Please copy every one of the rows below word for word, leaving the pictures out of your copy.

[Start RECORDS TO USE]

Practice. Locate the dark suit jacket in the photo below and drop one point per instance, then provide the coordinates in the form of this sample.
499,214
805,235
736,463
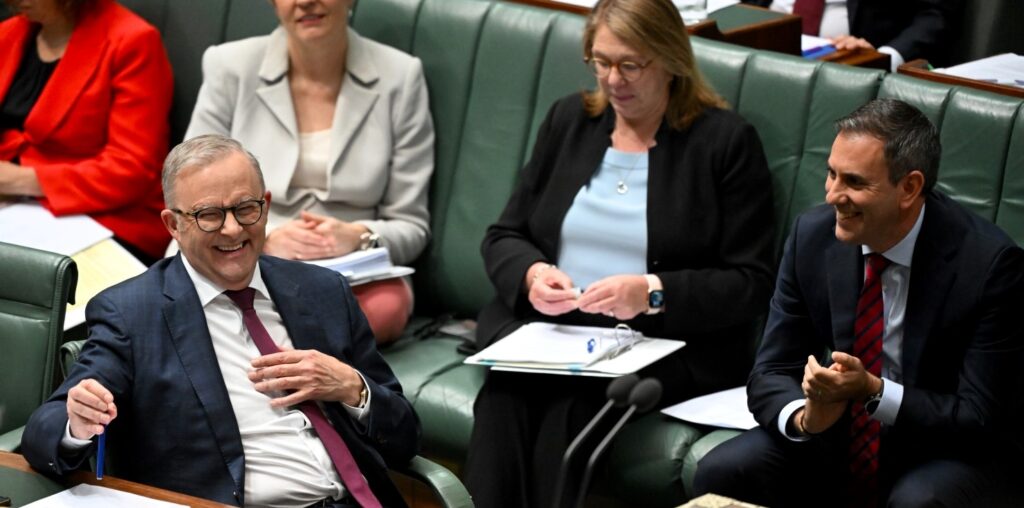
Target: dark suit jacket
150,345
710,229
963,337
97,135
918,29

[End RECORDS TO USE]

> [EXERCISE SOLUTION]
Practice. Locate the dark suit jacket in the photo below and drop one point per instance, then provide the coordinates in the form of this sample.
499,214
805,235
736,463
Target: dark suit jacket
150,345
710,229
963,337
97,135
918,29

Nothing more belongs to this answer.